■ **WORK ORDER**:
Repeat, exactly as written, the line with "Target: dog's eye" and every line that follows it in the material below, ending with the last.
INPUT RECORDS section start
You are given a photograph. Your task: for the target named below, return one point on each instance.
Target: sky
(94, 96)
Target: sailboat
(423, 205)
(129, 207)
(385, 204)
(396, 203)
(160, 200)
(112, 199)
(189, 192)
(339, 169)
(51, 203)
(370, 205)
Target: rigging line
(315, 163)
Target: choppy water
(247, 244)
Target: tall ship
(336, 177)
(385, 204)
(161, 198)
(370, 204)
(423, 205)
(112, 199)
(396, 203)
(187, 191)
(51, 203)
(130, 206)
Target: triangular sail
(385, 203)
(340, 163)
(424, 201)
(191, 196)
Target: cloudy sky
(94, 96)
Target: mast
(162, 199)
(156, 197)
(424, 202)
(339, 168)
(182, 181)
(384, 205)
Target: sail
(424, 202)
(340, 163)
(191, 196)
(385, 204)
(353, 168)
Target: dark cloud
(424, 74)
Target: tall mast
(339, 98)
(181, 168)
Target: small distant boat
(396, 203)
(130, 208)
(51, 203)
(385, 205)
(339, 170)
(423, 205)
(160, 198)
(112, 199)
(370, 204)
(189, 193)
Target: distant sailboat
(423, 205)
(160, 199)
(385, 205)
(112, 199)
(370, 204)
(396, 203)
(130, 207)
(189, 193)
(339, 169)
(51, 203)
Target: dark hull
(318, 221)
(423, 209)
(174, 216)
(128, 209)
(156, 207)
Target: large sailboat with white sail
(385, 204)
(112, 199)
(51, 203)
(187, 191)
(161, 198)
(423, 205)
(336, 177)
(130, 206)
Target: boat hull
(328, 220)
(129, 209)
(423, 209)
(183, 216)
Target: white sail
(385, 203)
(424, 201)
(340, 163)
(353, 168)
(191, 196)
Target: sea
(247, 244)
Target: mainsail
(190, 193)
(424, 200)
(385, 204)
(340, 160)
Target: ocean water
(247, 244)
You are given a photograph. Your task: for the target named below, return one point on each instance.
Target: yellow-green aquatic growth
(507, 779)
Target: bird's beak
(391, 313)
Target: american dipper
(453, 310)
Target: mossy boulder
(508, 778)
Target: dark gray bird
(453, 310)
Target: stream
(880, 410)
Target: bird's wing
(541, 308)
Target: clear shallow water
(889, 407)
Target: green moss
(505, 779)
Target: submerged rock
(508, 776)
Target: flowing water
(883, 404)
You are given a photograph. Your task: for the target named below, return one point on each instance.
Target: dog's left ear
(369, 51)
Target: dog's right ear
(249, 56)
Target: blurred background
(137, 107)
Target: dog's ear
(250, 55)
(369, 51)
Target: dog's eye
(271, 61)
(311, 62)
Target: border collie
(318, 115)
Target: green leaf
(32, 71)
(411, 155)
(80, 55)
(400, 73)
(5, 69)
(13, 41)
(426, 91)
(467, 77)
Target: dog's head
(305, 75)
INPUT RECORDS section end
■ **YOUR RESPONSE**:
Target: dog's eye
(271, 61)
(311, 62)
Target: border collie
(318, 115)
Target: green leaf
(32, 71)
(411, 155)
(80, 55)
(400, 73)
(5, 69)
(13, 41)
(426, 91)
(467, 77)
Target: dog's head
(305, 75)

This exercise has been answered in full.